### WRITTEN REQUEST
Please copy the entries from the line containing "Task: indicate one point on every instance of the jacket" through the last entry, changing "soccer ball" to "football" and leaving everything else untouched.

### DATA IN THIS EXERCISE
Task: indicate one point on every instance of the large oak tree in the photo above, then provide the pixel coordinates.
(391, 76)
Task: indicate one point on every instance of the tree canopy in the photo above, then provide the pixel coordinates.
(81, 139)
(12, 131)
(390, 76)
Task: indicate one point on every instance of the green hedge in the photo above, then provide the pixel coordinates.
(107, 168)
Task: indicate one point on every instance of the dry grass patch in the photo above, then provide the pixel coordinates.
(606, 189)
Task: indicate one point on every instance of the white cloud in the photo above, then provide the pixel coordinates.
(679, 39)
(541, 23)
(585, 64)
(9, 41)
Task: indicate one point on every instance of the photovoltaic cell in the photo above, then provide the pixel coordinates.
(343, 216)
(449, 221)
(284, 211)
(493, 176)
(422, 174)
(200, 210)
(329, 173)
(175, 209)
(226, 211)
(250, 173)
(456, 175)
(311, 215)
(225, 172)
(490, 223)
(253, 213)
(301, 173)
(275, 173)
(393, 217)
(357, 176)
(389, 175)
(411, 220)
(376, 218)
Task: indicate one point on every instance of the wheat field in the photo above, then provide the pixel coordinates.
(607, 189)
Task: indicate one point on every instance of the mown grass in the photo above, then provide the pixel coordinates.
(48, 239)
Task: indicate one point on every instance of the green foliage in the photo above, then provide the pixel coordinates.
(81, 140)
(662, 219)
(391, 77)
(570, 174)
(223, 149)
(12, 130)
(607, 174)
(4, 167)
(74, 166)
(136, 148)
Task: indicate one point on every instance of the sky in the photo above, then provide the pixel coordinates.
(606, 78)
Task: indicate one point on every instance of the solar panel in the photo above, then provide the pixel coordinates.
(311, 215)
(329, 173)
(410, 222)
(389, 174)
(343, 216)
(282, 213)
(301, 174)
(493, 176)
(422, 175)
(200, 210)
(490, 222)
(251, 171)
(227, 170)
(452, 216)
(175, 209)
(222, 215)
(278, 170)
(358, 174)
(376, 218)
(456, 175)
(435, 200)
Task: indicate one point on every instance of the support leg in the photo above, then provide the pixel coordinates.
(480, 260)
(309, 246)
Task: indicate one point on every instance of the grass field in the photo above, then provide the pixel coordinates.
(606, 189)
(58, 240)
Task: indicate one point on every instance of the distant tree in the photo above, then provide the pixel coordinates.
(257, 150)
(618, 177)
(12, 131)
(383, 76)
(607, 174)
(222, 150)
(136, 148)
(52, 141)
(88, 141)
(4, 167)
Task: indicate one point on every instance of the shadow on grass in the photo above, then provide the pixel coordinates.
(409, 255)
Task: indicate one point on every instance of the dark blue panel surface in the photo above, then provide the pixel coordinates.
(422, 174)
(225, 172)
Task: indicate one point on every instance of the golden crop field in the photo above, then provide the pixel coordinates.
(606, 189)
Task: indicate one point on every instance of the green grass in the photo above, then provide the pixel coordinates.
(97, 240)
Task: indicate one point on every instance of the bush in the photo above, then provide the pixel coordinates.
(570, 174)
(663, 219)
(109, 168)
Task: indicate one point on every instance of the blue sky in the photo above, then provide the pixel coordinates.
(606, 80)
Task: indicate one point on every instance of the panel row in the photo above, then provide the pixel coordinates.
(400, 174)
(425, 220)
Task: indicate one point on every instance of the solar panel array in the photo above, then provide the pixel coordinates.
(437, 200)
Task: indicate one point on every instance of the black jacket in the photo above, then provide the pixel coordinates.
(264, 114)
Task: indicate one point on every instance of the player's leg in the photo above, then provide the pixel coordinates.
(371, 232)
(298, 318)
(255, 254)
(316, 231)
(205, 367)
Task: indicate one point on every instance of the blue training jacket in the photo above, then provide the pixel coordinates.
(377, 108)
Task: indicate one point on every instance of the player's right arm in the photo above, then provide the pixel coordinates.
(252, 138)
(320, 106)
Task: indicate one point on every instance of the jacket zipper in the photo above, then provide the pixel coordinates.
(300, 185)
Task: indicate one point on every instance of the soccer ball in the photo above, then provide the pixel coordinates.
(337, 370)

### EXERCISE ANSWER
Task: indicate one point on every instance of the jacket zipper in the photo above, then provide the pixel coordinates.
(300, 185)
Task: indicate one point on every instance of the football in the photo above, then provide the pixel coordinates.
(337, 370)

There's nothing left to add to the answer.